Text to read:
• • • • • • •
# Wax casting



## Burl (Jan 2, 2008)

As many of you know, a couple years ago, I started making couplers in brass. The process was to design it in Sketchup, have one (a pattern) made by Shapeways in brass, and send that to a foundry. There, a rubber mold was made, which was used to generate wax copies for the investment casting process.

Recently, I started clandestinely researching wax casting on my own. I figured with the experience I had in RTV mold making & resin casting, I should be able to make the jump to wax casting.

I experimented by melting jewelry wax in a crock pot, and injecting it with a syringe. It almost worked, but I couldn't get consistent results. The more I experimented, the more I saw that heat & pressure had to be finely controlled. That led me to buying a wax injection machine:










I decided to try it out on a coupler/draft gear pattern that was more prototypical, so I designed these parts & had them printed in FUD (Frosted Ultra Detail):










I found the wax injection process to be a new learning curve. Unlike resin, wax has to be injected under pressure. The tin-cure RTV (MoldMax series) I normally use, was too soft. Platinum-cure RTV offered a wider range of durometer ratings, and after some experimentation, I settled on Smooth-sil 950.
• • • • • • •
Pointing dataset records:
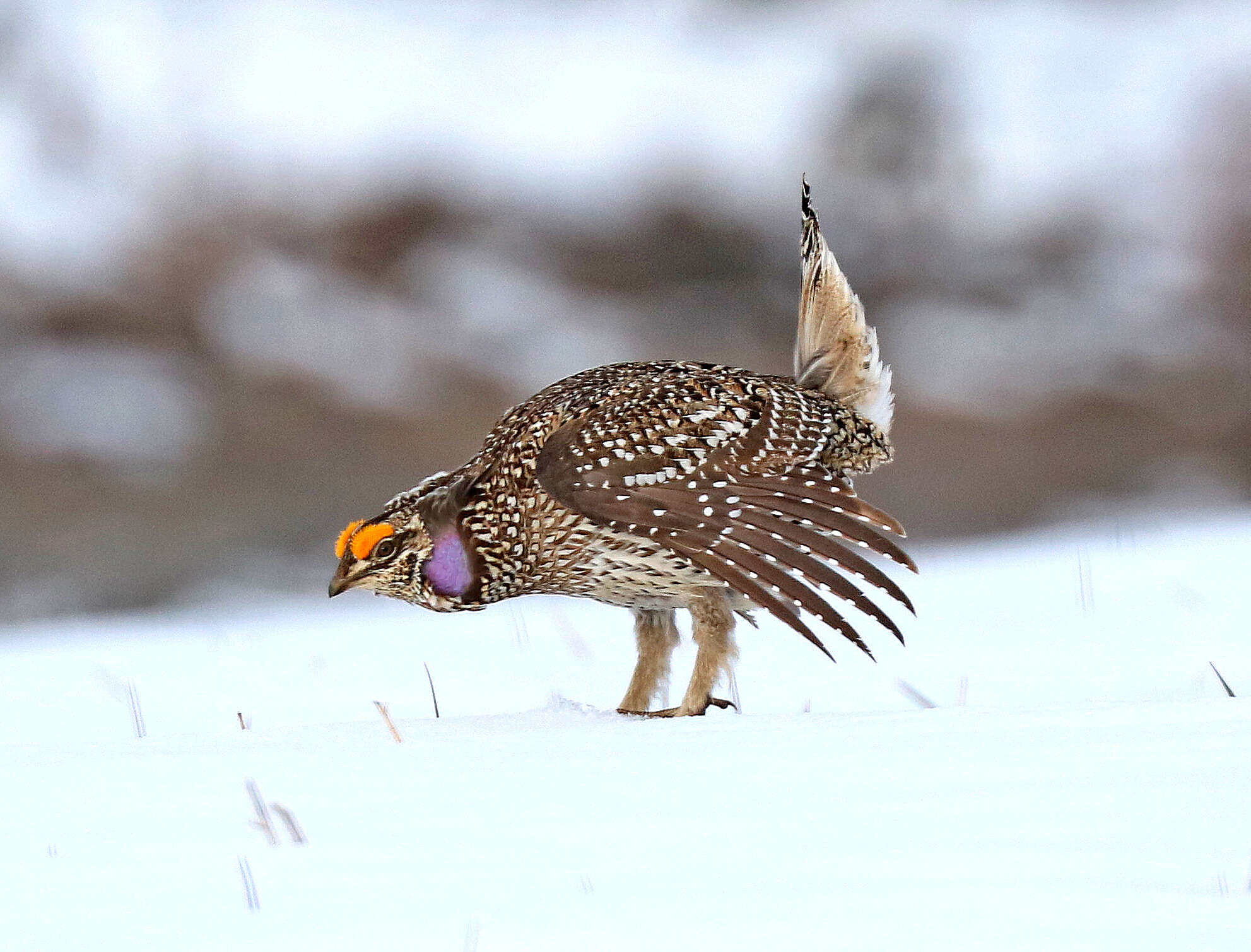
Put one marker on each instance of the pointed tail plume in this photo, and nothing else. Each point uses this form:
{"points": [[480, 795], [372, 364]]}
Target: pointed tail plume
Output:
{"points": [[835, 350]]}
• • • • • • •
What this exercise asks:
- A) Answer each question from the wax casting post on its own line, marked (i), (ii), (iii):
(i) What program did the writer use to design the couplers?
(ii) What did the writer melt the jewelry wax in?
(iii) Which platinum-cure RTV did the writer finally choose?
- B) From the wax casting post, list every piece of equipment the writer names using in the home wax experiments.
- C) Summarize the wax casting post in two sentences.
Answer using only the wax casting post.

Outputs:
- A)
(i) Sketchup
(ii) A crock pot
(iii) Smooth-sil 950

- B)
- Crock pot
- Syringe
- Wax injection machine

- C) The writer had been making brass couplers by designing them in Sketchup, getting a brass pattern made by Shapeways and sending it to a foundry for investment casting, then began researching wax casting alone. Early trials with a crock pot and syringe gave inconsistent results, which led the writer to buy a wax injection machine and replace the too-soft tin-cure RTV with the platinum-cure Smooth-sil 950.